## Exercise description
Your task is to repeat the entries exactly. Leave the pictures out.
══════
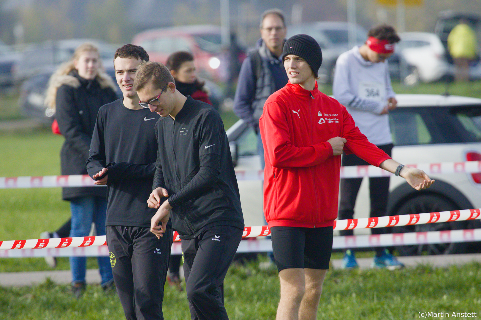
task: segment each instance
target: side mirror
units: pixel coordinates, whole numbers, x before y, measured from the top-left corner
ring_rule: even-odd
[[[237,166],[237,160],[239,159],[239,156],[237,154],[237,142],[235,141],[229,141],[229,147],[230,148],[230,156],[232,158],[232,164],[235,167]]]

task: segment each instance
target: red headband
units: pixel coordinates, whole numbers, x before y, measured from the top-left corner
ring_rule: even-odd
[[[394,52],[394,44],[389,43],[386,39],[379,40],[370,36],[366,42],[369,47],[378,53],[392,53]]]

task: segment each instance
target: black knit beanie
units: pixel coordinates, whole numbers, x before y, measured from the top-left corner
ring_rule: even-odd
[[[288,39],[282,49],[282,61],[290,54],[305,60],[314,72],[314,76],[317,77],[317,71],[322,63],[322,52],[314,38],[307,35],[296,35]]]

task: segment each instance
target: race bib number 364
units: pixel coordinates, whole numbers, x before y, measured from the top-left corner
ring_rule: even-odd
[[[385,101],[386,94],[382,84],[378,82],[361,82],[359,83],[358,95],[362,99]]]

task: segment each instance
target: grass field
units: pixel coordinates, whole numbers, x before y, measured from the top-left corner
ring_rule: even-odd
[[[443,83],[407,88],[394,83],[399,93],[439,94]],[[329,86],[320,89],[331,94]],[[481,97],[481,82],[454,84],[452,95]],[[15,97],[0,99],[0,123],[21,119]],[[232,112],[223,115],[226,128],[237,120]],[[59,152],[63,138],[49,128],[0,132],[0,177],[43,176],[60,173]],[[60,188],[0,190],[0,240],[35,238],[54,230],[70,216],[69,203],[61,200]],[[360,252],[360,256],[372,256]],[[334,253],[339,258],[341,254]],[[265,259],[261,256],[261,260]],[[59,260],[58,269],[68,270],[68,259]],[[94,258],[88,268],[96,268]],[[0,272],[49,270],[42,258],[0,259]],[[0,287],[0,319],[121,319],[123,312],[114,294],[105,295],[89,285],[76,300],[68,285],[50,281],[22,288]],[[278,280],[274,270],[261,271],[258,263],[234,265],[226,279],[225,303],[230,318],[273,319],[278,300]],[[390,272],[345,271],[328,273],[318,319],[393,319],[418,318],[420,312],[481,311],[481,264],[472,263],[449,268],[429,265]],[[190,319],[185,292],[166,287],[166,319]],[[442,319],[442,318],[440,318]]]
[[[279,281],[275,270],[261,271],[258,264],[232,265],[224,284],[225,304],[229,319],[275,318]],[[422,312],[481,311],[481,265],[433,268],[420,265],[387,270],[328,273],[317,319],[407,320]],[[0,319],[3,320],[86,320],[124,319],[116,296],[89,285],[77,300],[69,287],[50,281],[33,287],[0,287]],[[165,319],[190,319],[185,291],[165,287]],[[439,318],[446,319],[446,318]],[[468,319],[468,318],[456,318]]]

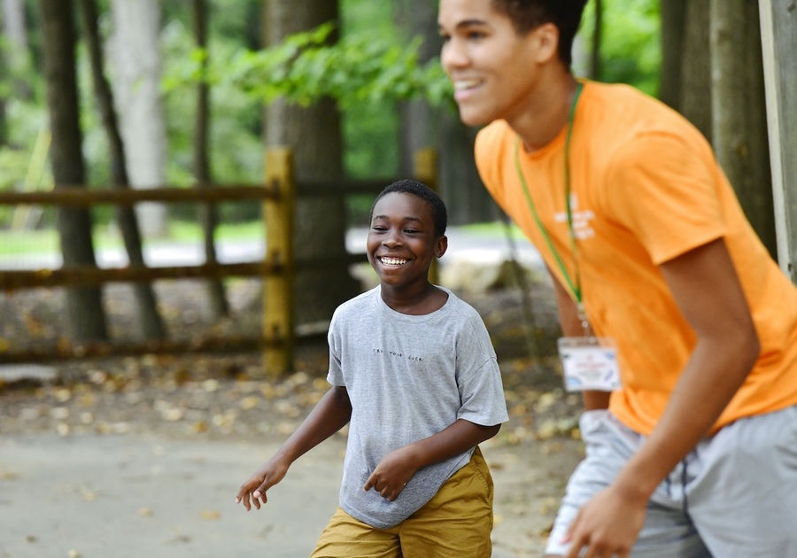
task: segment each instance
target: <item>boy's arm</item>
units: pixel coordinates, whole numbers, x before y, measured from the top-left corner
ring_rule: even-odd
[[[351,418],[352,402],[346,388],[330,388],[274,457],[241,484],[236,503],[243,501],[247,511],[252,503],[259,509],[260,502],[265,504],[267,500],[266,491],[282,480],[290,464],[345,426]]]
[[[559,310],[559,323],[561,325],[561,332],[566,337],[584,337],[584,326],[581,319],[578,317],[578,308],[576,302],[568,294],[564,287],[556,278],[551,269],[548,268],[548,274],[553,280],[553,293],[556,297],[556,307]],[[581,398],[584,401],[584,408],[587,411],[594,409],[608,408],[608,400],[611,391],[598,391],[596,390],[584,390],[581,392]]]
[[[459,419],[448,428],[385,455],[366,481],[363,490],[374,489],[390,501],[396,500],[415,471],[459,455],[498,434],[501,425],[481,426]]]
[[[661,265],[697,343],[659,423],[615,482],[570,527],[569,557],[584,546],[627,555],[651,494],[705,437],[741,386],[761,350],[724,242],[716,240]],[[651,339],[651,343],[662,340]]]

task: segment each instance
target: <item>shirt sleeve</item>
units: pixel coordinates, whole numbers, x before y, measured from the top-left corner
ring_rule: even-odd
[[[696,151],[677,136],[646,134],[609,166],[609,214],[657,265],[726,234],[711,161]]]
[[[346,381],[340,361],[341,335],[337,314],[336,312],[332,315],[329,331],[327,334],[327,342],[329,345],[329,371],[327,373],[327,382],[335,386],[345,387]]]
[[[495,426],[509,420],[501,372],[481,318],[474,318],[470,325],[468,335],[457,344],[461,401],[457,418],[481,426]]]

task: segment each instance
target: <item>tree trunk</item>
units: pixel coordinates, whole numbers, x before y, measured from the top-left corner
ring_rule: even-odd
══════
## Task output
task: segment each instance
target: side mirror
units: pixel coordinates, whole numbers, x before y, measured from the top-left corner
ring_rule: even-odd
[[[237,166],[237,160],[239,159],[239,156],[237,154],[237,142],[235,141],[229,141],[229,147],[230,148],[230,156],[232,158],[232,164],[235,167]]]

task: segment each instance
target: red headband
units: pixel coordinates, whole numbers, x before y, measured from the top-left corner
ring_rule: even-odd
[[[394,52],[394,44],[389,43],[386,39],[379,40],[370,36],[366,42],[369,47],[378,53],[392,53]]]

task: segment each instance
target: black knit beanie
units: pixel coordinates, whole numbers, x before y, measured from the top-left corner
ring_rule: even-odd
[[[288,39],[282,49],[282,61],[290,54],[305,60],[314,72],[314,76],[317,77],[317,71],[322,63],[322,52],[314,38],[307,35],[296,35]]]

task: segment each instance
target: race bib number 364
units: pixel coordinates, whole numbers, x before y, measured from the top-left corner
ring_rule: even-odd
[[[385,101],[386,94],[382,84],[378,82],[361,82],[359,83],[358,95],[362,99]]]

task: segment each instance
target: grass field
units: pixel coordinates, whole numbers, x before y, measured from the top-left corner
ring_rule: even-odd
[[[443,83],[407,88],[394,83],[399,93],[439,94]],[[329,86],[320,89],[331,94]],[[481,97],[481,82],[454,84],[452,95]],[[15,97],[0,99],[0,123],[21,119]],[[232,112],[223,115],[226,128],[237,120]],[[59,152],[63,138],[49,128],[0,132],[0,177],[43,176],[60,173]],[[60,188],[0,190],[0,240],[35,238],[54,230],[70,216],[69,203],[61,200]],[[360,252],[360,256],[372,256]],[[334,253],[339,258],[341,254]],[[265,259],[261,256],[261,260]],[[59,260],[58,269],[68,270],[68,259]],[[94,258],[88,268],[96,268]],[[0,272],[49,270],[42,258],[0,259]],[[0,287],[0,319],[121,319],[123,312],[114,294],[105,295],[89,285],[76,300],[68,285],[50,281],[22,288]],[[278,280],[274,270],[261,271],[258,263],[234,265],[226,279],[225,303],[230,318],[273,319],[278,300]],[[390,272],[345,271],[328,273],[318,319],[393,319],[418,318],[420,312],[481,311],[481,264],[472,263],[449,268],[429,265]],[[190,319],[185,292],[166,287],[166,319]],[[442,319],[442,318],[440,318]]]
[[[279,281],[275,270],[261,271],[258,264],[232,265],[224,284],[225,304],[229,319],[275,318]],[[422,312],[481,311],[481,265],[433,268],[420,265],[387,270],[328,273],[317,319],[407,320]],[[0,319],[3,320],[86,320],[124,319],[116,296],[89,285],[77,300],[69,287],[50,281],[33,287],[0,287]],[[165,319],[190,319],[185,291],[165,287]],[[439,318],[446,319],[446,318]],[[468,319],[468,318],[456,318]]]

task: segment each instance
target: <item>boy's arm</item>
units: pixel coordinates, whole numbers, x before y, measured from the top-left corner
ring_rule: even-odd
[[[351,418],[352,402],[346,388],[330,388],[274,457],[241,484],[236,503],[243,501],[247,511],[252,503],[259,509],[260,502],[265,504],[267,500],[266,491],[282,480],[290,464],[345,426]]]
[[[559,310],[559,323],[561,325],[561,332],[566,337],[584,337],[584,326],[581,319],[578,317],[578,308],[576,302],[568,294],[564,287],[556,278],[551,269],[548,268],[548,274],[553,280],[553,293],[556,297],[556,307]],[[581,398],[584,401],[584,408],[587,411],[594,409],[608,408],[608,400],[611,391],[598,391],[596,390],[584,390],[581,392]]]
[[[459,419],[448,428],[385,455],[366,481],[363,490],[374,489],[390,501],[396,500],[415,471],[459,455],[498,434],[501,425],[481,426]]]
[[[661,265],[697,343],[659,423],[615,482],[570,527],[569,557],[584,546],[627,555],[651,494],[705,437],[741,386],[761,350],[724,242],[716,240]],[[651,339],[651,343],[662,340]]]

task: segment each instance
target: <item>shirt sleeve</item>
units: pixel coordinates, whole numbers, x before y, measured from the top-left corner
ring_rule: even-odd
[[[696,151],[677,136],[646,134],[609,166],[609,214],[657,265],[726,234],[711,161]]]
[[[346,381],[340,361],[341,335],[337,314],[336,312],[332,315],[329,331],[327,334],[327,342],[329,345],[329,371],[327,373],[327,382],[335,386],[345,387]]]
[[[495,426],[509,420],[501,372],[481,318],[474,318],[470,325],[468,335],[457,344],[461,401],[457,418],[481,426]]]

task: segment each instance
target: <item>tree trunk</item>
units: pixel coordinates, whole numbers, x before y, measured from the top-left corner
ring_rule: even-odd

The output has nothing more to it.